Assignment: Return every record verbatim, omitting all pictures.

Data shown:
════════════════

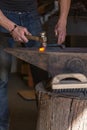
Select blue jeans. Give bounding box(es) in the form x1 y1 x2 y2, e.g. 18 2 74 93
0 10 42 130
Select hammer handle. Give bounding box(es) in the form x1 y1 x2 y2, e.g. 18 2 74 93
0 32 44 43
25 35 43 43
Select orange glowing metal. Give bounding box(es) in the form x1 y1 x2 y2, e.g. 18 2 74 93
39 47 45 52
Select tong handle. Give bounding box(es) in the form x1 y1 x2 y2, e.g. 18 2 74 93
47 43 65 49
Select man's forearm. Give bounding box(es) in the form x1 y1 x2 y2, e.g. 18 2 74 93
55 0 71 44
0 10 30 43
58 0 71 21
0 10 16 32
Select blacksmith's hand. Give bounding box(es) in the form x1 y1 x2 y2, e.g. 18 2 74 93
10 25 31 43
55 19 66 44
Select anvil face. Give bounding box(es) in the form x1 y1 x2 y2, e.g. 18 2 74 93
4 47 87 77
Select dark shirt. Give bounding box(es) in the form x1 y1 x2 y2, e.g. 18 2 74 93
0 0 37 12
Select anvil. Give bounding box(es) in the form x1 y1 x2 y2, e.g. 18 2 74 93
4 46 87 77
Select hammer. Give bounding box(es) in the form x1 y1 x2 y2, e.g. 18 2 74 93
25 32 47 47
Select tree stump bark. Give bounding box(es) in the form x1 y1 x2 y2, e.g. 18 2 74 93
36 82 87 130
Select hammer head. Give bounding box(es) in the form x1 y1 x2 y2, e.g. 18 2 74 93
40 32 47 48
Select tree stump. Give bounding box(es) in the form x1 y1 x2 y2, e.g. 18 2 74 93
36 82 87 130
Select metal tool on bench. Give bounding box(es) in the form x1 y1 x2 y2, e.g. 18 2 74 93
43 73 87 99
52 73 87 90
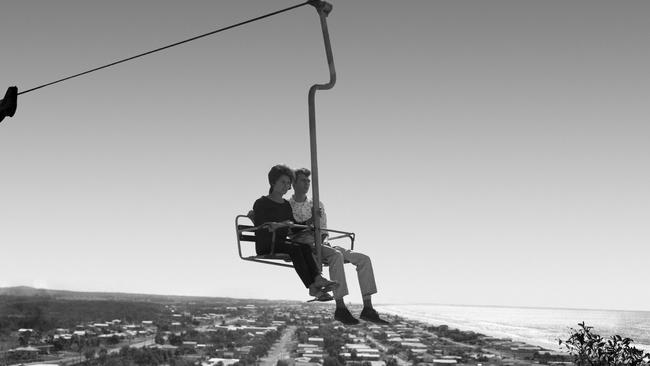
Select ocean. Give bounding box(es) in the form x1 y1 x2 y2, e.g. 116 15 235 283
375 304 650 353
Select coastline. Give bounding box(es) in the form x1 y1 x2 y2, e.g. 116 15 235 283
366 306 572 366
376 304 650 354
376 305 562 352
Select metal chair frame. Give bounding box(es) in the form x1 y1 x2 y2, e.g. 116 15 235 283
235 214 355 269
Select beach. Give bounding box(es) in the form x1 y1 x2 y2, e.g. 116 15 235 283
376 304 650 353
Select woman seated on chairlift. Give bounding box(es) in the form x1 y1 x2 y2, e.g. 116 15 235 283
252 164 338 300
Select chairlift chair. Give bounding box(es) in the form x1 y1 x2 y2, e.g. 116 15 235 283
235 214 355 269
236 0 340 269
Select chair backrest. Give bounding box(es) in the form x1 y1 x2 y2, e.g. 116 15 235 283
237 223 256 242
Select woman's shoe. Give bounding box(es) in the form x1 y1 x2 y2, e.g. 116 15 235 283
309 283 334 297
319 281 339 293
312 276 338 290
307 292 334 302
308 285 321 297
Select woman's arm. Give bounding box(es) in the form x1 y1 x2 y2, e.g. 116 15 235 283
266 221 293 232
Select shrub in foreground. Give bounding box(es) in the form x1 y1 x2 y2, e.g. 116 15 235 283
559 322 650 366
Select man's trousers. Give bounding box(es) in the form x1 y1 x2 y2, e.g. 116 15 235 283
321 245 377 299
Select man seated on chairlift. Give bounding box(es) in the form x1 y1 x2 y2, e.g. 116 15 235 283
289 168 389 325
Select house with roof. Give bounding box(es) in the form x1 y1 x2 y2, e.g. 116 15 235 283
340 343 381 361
8 346 40 361
307 337 324 346
202 358 240 366
182 341 198 350
297 343 324 360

════════════════

Answer area:
Select blue jeans. Give bounding box(es) in the form x1 y1 x2 y2, e.g. 18 2 74 93
0 10 42 130
Select hammer handle. Give bounding box(es) in the form x1 y1 x2 y2, e.g. 18 2 74 93
0 32 44 43
25 35 43 43
Select orange glowing metal. Give bounding box(es) in the form x1 y1 x2 y2, e.g. 18 2 74 93
39 47 45 52
Select tong handle. Give bounding box(es) in the form x1 y1 x2 y2, e.g. 18 2 74 93
47 43 65 49
Select man's forearm. Give bounding box(es) in the form x1 y1 x2 y2, e.g. 18 2 74 93
55 0 71 44
0 10 30 43
58 0 71 21
0 10 16 32
Select blacksmith's hand. Give bounding box(es) in the form x1 y1 x2 y2, e.g. 18 2 74 93
10 25 31 43
55 19 66 44
Select anvil face. Give bounding box(es) in the form x1 y1 x2 y2, e.g. 18 2 74 93
4 47 87 77
Select dark shirt. Give bounding box(es) in the form x1 y1 x2 y2, e.g. 18 2 74 93
0 0 37 12
Select anvil. Give bounding box(es) in the form x1 y1 x2 y2, e.g. 18 2 74 93
4 46 87 77
Select hammer. Give bounding box(es) in the form x1 y1 x2 y2, e.g. 18 2 74 93
25 32 47 47
Select tree stump bark. Give bounding box(es) in the form x1 y1 x2 y2, e.g. 18 2 74 93
36 82 87 130
Select hammer head. Give bounding box(es) in the form x1 y1 x2 y2, e.g. 18 2 74 93
40 32 47 48
Select tree stump. Give bounding box(es) in the form x1 y1 x2 y2, e.g. 18 2 74 93
36 82 87 130
Select metal tool on bench. Give bounding box(es) in the form x1 y1 x2 y2, e.g. 18 2 74 93
43 73 87 99
52 73 87 90
Select ocean. Give bounding box(es) in the form x1 y1 x2 y2, e.g. 116 15 235 283
375 304 650 353
Select coastline. Give bounding box(es) in the form x1 y1 x2 y2, e.g. 116 15 235 283
366 306 572 366
376 304 650 354
376 305 562 352
Select metal chair frame. Give bounding box(es) in the form x1 y1 x2 y2, e.g. 116 15 235 283
235 214 355 269
Select beach. Give bounding box(es) in the form x1 y1 x2 y2, e.g. 116 15 235 283
376 304 650 353
Select woman seated on chairlift. Give bounding box(es) in the form x1 y1 x2 y2, e.g. 116 15 235 283
252 164 338 300
Select chairlift chair. Give bounding box(es) in the form x1 y1 x2 y2, e.g. 116 15 235 283
235 214 355 269
236 0 340 269
Select chair backrest. Give bounding box(es) in the form x1 y1 x2 y2, e.g. 116 15 235 283
237 223 256 242
Select woman's shoe. Give bounding box(es) in the form x1 y1 x2 y2, e.g. 116 15 235 283
309 283 334 297
319 281 339 293
312 276 338 290
307 292 334 302
308 285 321 297
Select woman's arm. Give bounding box(es) in the form x1 y1 x2 y2, e.g. 116 15 235 283
266 221 293 232
Select shrub in foreground. Give bounding box(es) in the form x1 y1 x2 y2, e.g. 116 15 235 283
559 322 650 366
Select man's trousers. Give bounding box(es) in the form x1 y1 x2 y2, e.g. 116 15 235 283
321 245 377 299
Select man seated on chairlift. Give bounding box(es) in the form x1 y1 x2 y2, e.g. 116 15 235 283
289 168 389 325
Select house with roof. Give bounding box(es) in the form x1 y1 x2 y2, e.g. 116 15 235 283
340 343 381 361
8 346 40 361
307 337 324 346
202 358 240 366
182 341 198 350
297 343 324 360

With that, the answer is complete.